• _Problem to solve_
Reproduce the items between the lines holding "Where can the snowy" and "<point>85,475</point>", inclusive, keeping their wording and sample points unchanged, and shift every coordinate in the answer points up by 115.

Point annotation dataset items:
######
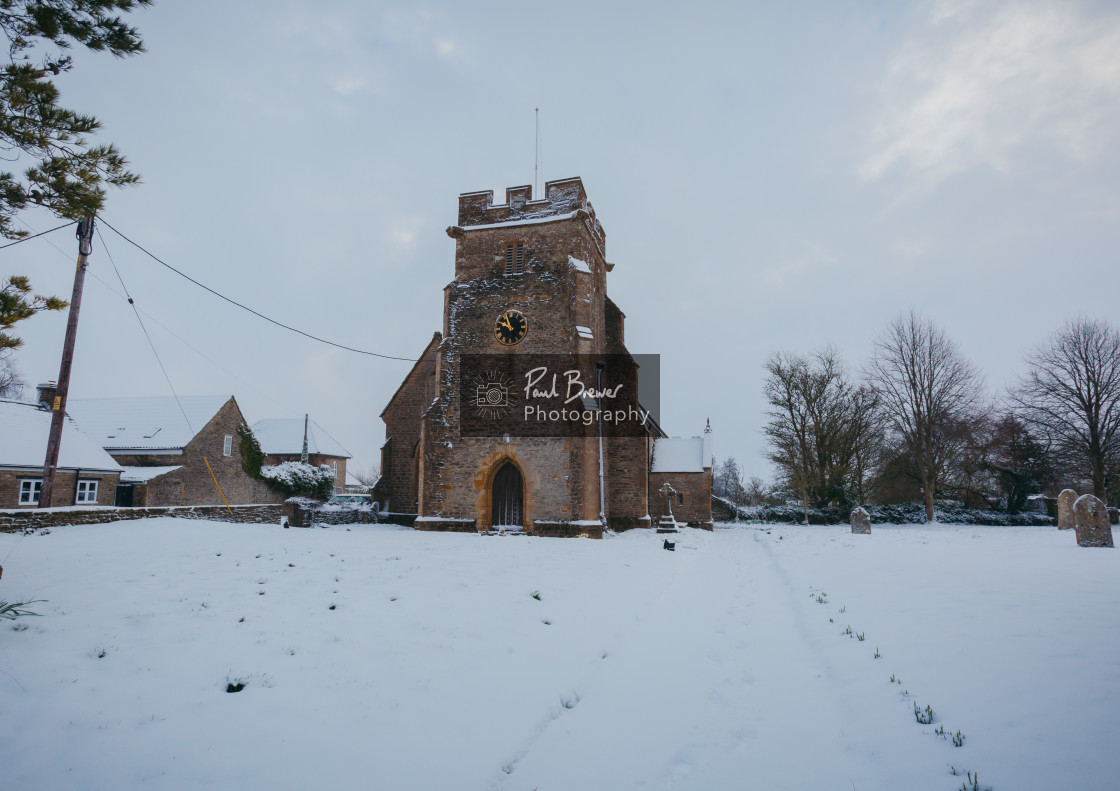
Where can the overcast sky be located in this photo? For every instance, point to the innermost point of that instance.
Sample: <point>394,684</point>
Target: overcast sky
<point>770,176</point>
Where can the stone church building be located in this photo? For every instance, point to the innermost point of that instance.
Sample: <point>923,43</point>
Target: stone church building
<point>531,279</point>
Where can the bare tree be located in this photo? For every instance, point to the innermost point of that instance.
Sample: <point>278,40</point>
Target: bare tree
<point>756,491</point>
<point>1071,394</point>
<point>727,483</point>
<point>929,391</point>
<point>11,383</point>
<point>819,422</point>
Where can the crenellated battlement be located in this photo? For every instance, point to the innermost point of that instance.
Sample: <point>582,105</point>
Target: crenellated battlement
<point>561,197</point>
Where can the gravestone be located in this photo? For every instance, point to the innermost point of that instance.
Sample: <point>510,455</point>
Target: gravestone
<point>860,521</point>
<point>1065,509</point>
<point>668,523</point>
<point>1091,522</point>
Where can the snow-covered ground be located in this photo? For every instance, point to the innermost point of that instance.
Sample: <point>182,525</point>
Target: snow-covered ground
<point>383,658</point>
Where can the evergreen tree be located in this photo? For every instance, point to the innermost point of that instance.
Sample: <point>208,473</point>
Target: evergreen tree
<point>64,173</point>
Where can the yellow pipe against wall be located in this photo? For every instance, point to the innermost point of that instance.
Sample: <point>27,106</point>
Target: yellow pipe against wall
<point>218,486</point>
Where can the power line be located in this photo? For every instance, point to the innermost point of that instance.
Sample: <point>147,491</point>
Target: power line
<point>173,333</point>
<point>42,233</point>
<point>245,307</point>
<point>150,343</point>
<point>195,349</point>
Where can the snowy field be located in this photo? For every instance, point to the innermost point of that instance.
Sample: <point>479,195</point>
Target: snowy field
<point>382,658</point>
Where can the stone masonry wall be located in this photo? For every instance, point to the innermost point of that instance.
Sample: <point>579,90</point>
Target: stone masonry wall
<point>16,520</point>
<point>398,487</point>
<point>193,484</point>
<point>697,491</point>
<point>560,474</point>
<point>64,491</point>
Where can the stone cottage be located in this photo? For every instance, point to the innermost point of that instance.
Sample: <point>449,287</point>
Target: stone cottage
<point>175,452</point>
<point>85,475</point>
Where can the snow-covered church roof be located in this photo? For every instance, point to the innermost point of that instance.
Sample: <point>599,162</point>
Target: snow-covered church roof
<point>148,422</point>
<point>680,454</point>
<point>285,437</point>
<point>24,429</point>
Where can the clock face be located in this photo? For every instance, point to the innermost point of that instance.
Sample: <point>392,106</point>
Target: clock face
######
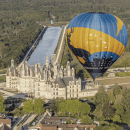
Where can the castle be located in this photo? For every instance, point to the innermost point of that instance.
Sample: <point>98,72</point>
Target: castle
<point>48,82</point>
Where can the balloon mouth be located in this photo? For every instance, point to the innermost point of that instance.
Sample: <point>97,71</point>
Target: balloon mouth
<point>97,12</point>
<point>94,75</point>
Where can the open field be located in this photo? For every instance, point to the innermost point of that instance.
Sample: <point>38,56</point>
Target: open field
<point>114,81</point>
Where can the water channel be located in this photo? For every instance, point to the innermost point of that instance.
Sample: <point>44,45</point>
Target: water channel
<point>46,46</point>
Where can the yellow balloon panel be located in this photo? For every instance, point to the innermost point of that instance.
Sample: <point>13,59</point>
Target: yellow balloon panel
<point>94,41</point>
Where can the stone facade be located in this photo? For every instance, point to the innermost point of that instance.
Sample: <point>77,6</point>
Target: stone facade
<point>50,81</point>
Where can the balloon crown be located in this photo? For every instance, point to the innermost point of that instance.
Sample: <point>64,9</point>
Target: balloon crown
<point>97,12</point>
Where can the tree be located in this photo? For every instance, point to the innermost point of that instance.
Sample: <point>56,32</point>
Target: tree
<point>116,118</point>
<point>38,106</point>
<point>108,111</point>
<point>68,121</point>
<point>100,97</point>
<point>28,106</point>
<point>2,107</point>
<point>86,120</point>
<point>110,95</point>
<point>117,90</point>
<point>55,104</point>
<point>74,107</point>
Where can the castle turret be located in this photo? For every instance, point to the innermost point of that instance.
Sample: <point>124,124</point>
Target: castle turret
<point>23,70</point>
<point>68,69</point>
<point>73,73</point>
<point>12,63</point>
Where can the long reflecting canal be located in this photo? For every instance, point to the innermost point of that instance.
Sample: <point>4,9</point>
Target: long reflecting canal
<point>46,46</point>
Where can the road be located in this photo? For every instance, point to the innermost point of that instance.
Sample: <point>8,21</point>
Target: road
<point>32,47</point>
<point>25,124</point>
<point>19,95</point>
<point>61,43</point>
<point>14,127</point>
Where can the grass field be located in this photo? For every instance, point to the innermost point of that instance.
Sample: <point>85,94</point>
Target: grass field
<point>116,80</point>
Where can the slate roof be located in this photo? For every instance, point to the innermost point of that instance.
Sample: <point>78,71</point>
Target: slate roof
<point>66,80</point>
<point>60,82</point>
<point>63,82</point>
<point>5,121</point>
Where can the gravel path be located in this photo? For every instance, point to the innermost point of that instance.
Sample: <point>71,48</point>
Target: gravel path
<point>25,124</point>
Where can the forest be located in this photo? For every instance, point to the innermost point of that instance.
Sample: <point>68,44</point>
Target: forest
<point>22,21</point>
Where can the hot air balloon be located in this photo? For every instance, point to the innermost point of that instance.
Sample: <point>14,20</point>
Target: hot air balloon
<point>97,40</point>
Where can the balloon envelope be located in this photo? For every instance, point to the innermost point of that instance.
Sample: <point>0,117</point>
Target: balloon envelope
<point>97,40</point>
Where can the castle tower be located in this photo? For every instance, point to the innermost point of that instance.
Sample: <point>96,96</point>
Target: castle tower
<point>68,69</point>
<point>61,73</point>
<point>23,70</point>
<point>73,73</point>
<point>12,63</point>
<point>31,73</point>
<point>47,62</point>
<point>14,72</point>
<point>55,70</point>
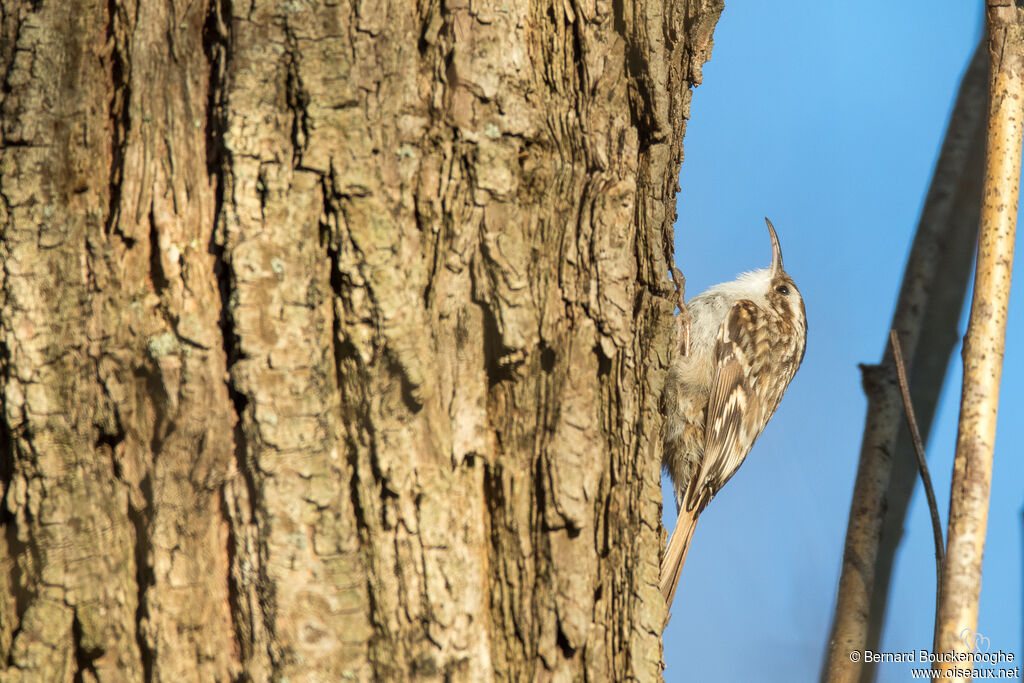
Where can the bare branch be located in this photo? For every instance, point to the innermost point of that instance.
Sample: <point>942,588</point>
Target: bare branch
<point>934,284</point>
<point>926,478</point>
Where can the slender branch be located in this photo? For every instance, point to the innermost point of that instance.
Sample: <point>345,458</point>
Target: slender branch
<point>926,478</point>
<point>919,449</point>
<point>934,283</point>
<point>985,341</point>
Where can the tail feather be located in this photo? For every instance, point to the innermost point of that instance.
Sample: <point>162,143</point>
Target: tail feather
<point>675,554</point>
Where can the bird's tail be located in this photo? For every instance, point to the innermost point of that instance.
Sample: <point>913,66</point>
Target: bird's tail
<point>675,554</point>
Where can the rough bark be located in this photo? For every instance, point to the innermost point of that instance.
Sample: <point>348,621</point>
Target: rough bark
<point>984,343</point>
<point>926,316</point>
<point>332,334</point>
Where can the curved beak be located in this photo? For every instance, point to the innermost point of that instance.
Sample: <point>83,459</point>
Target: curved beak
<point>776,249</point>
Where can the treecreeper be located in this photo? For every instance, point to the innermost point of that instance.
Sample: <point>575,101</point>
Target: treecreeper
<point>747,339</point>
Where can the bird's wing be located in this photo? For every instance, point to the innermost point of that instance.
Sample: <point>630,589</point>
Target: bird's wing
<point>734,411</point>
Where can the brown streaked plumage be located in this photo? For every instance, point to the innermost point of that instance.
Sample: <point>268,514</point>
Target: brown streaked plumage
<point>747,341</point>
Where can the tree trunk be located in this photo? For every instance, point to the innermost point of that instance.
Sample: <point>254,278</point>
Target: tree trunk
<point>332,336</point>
######
• _Task answer_
Where can the snowy field be located in this photo? For every instance, point to the innermost point of that instance.
Sample: <point>479,195</point>
Target: snowy field
<point>497,773</point>
Where can the stone masonry wall be located in this photo? For every instance, point to the innermost point of that instance.
Sample: <point>579,90</point>
Target: stone masonry wall
<point>131,635</point>
<point>513,602</point>
<point>308,599</point>
<point>812,606</point>
<point>675,589</point>
<point>179,606</point>
Where can the stone cottage be located in this photo? For every instance, point to the innermost point of that instance.
Sample: <point>449,287</point>
Target: stone cottage
<point>290,567</point>
<point>200,590</point>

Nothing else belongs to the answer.